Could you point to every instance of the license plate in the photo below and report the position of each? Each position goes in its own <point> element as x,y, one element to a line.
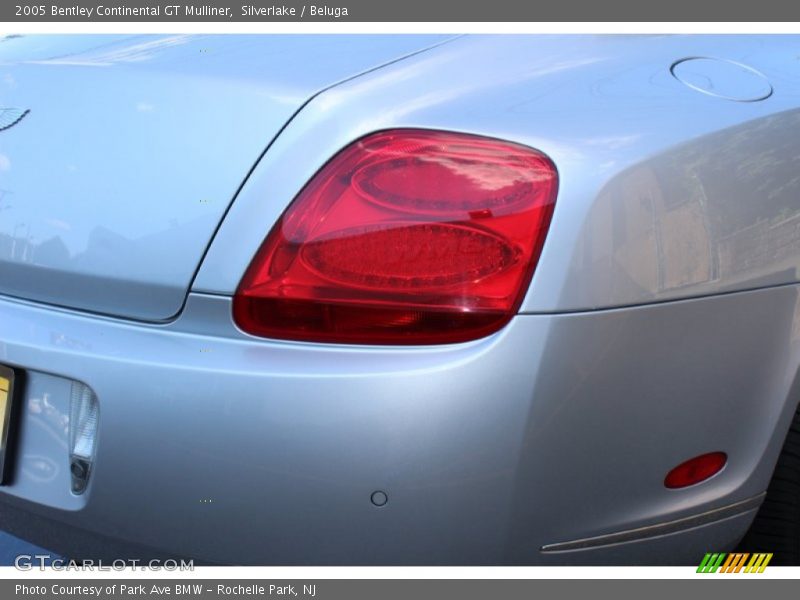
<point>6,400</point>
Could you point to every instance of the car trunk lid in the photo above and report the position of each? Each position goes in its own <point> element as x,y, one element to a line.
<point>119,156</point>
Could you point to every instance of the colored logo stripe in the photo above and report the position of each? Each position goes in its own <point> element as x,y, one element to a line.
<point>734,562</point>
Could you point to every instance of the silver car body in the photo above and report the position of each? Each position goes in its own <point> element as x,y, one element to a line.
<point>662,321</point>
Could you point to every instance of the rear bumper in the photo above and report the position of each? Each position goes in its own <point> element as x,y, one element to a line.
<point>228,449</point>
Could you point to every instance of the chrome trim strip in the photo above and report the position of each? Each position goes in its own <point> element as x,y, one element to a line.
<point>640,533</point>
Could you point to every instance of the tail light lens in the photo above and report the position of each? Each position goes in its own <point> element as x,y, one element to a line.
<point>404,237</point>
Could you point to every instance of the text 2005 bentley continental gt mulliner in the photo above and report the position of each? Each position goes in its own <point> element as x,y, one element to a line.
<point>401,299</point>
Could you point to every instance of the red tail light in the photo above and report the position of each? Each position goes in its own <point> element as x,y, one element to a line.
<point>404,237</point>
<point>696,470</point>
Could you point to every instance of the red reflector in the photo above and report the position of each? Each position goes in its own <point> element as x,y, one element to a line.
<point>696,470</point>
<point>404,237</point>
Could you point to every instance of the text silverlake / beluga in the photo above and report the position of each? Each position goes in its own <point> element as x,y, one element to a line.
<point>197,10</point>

--

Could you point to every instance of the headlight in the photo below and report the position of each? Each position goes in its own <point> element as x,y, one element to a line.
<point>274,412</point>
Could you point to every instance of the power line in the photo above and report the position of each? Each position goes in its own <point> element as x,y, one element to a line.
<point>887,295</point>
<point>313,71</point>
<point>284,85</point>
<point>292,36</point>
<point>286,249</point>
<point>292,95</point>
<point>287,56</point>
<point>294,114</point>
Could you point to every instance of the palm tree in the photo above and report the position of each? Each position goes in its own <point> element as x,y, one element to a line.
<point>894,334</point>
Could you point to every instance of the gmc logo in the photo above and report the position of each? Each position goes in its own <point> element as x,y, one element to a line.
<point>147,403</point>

Work instructions:
Recast the rows from the line holding "Could you point to every instance of the license" through the line holding "<point>6,400</point>", inclusive, as a two-column CSV with the header input,output. Put each row's text in a quoted input field and its answer in a quoted output field, turn line breaks into spaces, and leave the picture out.

Correct output:
input,output
"Could you point to every instance of the license plate in the photo below and report the position of each? Each position goes in its own <point> element as x,y, one element to a line.","<point>6,400</point>"